_Requirement_
For every entry, output the exact wording.
Entries supplied Start Marker
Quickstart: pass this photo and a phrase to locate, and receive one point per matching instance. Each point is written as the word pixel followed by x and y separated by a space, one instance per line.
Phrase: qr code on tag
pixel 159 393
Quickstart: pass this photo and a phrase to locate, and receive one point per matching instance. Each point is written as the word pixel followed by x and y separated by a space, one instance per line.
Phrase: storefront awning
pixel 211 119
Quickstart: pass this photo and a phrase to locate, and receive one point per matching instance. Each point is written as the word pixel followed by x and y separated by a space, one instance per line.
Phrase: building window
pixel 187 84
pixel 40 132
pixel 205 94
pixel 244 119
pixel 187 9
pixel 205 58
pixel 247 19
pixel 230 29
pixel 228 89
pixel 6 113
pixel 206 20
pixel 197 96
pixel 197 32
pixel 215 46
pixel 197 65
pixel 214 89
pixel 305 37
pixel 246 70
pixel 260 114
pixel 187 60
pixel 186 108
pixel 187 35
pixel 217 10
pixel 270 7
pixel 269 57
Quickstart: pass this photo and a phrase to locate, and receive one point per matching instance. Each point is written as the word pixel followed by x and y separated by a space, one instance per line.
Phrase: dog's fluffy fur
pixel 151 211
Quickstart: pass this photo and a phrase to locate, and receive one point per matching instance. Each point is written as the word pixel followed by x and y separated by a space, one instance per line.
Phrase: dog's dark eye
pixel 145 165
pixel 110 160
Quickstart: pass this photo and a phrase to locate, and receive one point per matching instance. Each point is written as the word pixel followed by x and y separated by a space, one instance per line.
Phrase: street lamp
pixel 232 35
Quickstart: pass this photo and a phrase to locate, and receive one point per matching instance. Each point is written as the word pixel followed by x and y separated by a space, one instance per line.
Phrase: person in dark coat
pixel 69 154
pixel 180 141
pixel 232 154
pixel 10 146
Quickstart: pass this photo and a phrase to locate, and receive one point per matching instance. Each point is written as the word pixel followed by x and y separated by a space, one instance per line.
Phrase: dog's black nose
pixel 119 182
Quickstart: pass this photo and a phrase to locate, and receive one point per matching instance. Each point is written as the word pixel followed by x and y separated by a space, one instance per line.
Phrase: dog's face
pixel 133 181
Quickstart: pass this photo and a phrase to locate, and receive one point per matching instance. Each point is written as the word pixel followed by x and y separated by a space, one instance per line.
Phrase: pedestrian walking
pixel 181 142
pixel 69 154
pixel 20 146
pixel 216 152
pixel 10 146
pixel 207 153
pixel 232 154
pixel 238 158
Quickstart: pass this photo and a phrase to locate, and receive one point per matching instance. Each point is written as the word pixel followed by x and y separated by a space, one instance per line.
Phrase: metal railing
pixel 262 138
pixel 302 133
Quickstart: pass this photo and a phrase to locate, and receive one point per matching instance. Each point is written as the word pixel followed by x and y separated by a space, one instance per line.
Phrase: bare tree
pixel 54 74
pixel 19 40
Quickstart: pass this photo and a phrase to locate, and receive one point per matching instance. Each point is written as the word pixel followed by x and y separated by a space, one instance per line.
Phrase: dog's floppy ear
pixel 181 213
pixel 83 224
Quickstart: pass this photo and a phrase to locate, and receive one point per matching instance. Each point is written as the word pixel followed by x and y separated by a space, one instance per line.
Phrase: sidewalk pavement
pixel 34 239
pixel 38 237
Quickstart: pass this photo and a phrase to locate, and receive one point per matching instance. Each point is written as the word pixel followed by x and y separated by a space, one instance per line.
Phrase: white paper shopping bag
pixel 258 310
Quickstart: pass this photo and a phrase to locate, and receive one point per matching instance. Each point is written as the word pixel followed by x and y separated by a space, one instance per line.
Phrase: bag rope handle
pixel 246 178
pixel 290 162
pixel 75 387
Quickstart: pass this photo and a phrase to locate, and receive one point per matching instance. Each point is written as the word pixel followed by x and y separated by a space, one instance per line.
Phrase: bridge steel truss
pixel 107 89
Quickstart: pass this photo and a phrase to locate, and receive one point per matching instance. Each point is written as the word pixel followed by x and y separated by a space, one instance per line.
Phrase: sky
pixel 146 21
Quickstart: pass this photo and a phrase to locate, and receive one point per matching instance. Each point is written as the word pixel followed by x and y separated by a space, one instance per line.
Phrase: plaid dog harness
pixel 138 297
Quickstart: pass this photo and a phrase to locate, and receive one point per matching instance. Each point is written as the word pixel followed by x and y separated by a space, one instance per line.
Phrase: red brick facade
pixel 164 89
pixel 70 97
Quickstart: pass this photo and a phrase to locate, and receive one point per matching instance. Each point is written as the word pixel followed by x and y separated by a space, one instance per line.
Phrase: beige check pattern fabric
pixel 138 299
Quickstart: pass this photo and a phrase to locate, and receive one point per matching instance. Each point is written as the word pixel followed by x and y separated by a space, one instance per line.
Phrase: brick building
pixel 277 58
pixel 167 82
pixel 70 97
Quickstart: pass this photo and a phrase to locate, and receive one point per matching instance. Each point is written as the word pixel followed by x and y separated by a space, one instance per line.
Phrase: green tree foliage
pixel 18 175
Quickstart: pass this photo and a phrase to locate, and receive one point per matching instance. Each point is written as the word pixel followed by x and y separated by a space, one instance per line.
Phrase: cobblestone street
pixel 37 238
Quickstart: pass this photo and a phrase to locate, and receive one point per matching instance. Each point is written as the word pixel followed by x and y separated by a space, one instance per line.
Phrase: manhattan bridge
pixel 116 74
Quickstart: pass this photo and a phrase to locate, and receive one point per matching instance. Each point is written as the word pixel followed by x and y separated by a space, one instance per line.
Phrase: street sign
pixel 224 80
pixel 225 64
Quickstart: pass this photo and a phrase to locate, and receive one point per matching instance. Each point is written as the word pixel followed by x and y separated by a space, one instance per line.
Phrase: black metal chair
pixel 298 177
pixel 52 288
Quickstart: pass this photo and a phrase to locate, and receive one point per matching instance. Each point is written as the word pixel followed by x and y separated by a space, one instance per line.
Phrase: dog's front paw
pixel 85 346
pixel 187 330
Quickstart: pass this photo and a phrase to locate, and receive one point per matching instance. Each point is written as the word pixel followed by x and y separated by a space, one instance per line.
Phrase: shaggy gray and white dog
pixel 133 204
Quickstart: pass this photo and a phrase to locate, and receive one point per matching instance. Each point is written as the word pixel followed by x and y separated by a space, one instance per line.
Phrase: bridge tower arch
Entries supplied End Marker
_Answer space_
Quickstart: pass this photo and a phrase to locate, and receive one point per matching instance. Each point is written as the word pixel followed by x and y separated by a space, one instance per line.
Phrase: qr code on tag
pixel 159 393
Quickstart: pass this photo and a phrase to locate, and receive one point per matching instance. Each point is written as the word pixel followed by x and y separated by a space, one instance per line.
Phrase: storefront awning
pixel 211 119
Quickstart: pass this photo and a phrase to locate, and receive one point per matching instance. Each point is written as the word pixel followed by x and y separated by a space, one instance per line.
Phrase: building window
pixel 187 84
pixel 40 132
pixel 205 94
pixel 244 119
pixel 187 9
pixel 205 58
pixel 247 19
pixel 230 29
pixel 228 89
pixel 6 113
pixel 206 20
pixel 197 96
pixel 197 32
pixel 215 46
pixel 197 65
pixel 214 89
pixel 305 37
pixel 246 70
pixel 260 114
pixel 187 60
pixel 186 108
pixel 187 35
pixel 217 10
pixel 270 7
pixel 269 57
Quickstart: pass this photo and a phrase to locate, and receive one point per matching instance. Each point is written as the word pixel followed by x and y separated by a space, one instance per line.
Phrase: dog's fluffy fur
pixel 151 211
Quickstart: pass this photo and a phrase to locate, and receive one point per matching instance. Each point is written as the word pixel followed by x and y separated by a space, one instance per line.
Phrase: dog's dark eye
pixel 145 165
pixel 110 160
Quickstart: pass this photo and a phrase to locate, and receive one point per matching instance. Each point is written as the word pixel followed by x and y separated by a space, one instance per line.
Phrase: street lamp
pixel 232 35
Quickstart: pass this photo and a phrase to locate, and receive one point per matching instance. Each point is written as the word pixel followed by x and y separated by a space, one instance per line.
Phrase: person in dark coat
pixel 69 154
pixel 180 141
pixel 232 154
pixel 10 146
Quickstart: pass this photo and a phrase to locate, and receive one point per matching instance. Each point is written as the word pixel followed by x and y separated by a space, one instance per line.
Phrase: dog's black nose
pixel 119 182
Quickstart: pass this photo and a phrase to locate, and receive one point per matching instance. Each point is written as the word pixel followed by x and y separated by a space, one instance per line.
Phrase: dog's face
pixel 133 181
Quickstart: pass this photo and a phrase to locate, and receive one point per matching instance. Each point is written as the word pixel followed by x and y separated by a space, one instance per line.
Phrase: pedestrian walking
pixel 181 142
pixel 69 154
pixel 20 146
pixel 216 152
pixel 10 146
pixel 207 153
pixel 232 154
pixel 238 158
Quickstart: pass this photo and a phrase to locate, and receive one point per matching instance. Each point is written as the word pixel followed by x and y separated by a space, one instance per line.
Phrase: metal railing
pixel 262 138
pixel 302 133
Quickstart: pass this photo and a phrase to locate, and receive one point per matching instance. Each point is written as the word pixel followed by x and y separated by a space, one instance per line.
Phrase: bare tree
pixel 54 74
pixel 19 40
Quickstart: pass this photo and a phrase to locate, and receive one point per matching instance. Each point is written as the word pixel followed by x and y separated by a space, one instance per line.
Phrase: dog's floppy ear
pixel 181 213
pixel 83 224
Quickstart: pass this photo and a phrase to locate, and receive one point per matching instance. Each point is written as the word pixel followed by x and y separated by a space, one instance per line.
Phrase: sidewalk pavement
pixel 34 239
pixel 38 237
Quickstart: pass this photo and a phrase to locate, and receive one point per matching instance. Each point is written as the word pixel followed by x and y separated by a space, one instance per line.
Phrase: white paper shopping bag
pixel 258 310
Quickstart: pass this photo and a phrase to locate, and receive one point per matching instance. Each point is written as the word pixel followed by x and y separated by a space, one instance per line.
Phrase: bag rope handle
pixel 246 178
pixel 290 162
pixel 75 387
Quickstart: pass this photo and a phrase to locate, and receive one point per matching instance. Each point is written as the word pixel followed by x and y separated by a space, one instance per line.
Phrase: bridge steel truss
pixel 107 89
Quickstart: pass this photo and a phrase to locate, and receive one point per matching instance. Each point is written as the word pixel followed by x and y separated by a space, one instance per line.
Phrase: sky
pixel 146 21
Quickstart: pass this photo and a phrase to locate, and receive one point per matching instance. Each point is written as the word pixel followed by x and y separated by a space, one instance per line.
Phrase: plaid dog harness
pixel 138 297
Quickstart: pass this photo and a phrase to locate, and receive one point per matching instance. Each point is written as the word pixel followed by x and y separated by a space, one instance per line.
Phrase: red brick facade
pixel 164 89
pixel 70 97
Quickstart: pass this photo and a phrase to locate, and receive one point per matching instance. Each point is written as the word pixel followed by x and y separated by a space, one instance per line.
Phrase: beige check pattern fabric
pixel 138 299
Quickstart: pass this photo and a phrase to locate, and receive one point per matching instance. Each point is written as the word pixel followed by x and y separated by a space, one instance per line.
Phrase: brick building
pixel 277 58
pixel 167 82
pixel 70 97
Quickstart: pass this photo and a phrase to locate, and receive one point per matching instance. Each point is written as the word pixel followed by x and y separated by a space, one instance per line.
Phrase: green tree foliage
pixel 18 175
Quickstart: pass this photo and a phrase to locate, and receive one point per matching instance. Each point is written as the word pixel followed by x and y separated by a space, one instance per line.
Phrase: cobblestone street
pixel 37 238
Quickstart: pass this photo and a phrase to locate, and receive one point per matching instance. Each point is written as the word pixel followed by x and y separated by a space, one instance per line.
Phrase: manhattan bridge
pixel 116 74
Quickstart: pass this photo and a phrase to locate, and receive one point per matching instance. Each point is written as the word pixel followed by x and y separated by a space, one instance per line.
Phrase: street sign
pixel 224 80
pixel 225 64
Quickstart: pass this photo and a phrase to locate, and receive one point per matching instance. Each point is written as the word pixel followed by x and y separated by a space, one instance per line.
Phrase: black metal chair
pixel 298 177
pixel 52 288
Quickstart: pass this photo and a phrase to locate, and receive one point per matching instance. Each point is written as the word pixel followed by x and y separated by a space, one instance per line.
Phrase: dog's front paw
pixel 85 346
pixel 187 330
Quickstart: pass this photo and a phrase to locate, and receive one point per matching instance. Each point is written as the word pixel followed by x and y separated by a space, one instance per line.
Phrase: shaggy gray and white dog
pixel 133 204
Quickstart: pass this photo and a phrase to locate, and receive one point per matching instance. Each point is written as the word pixel followed by x and y separated by a space, one instance per line.
Phrase: bridge tower arch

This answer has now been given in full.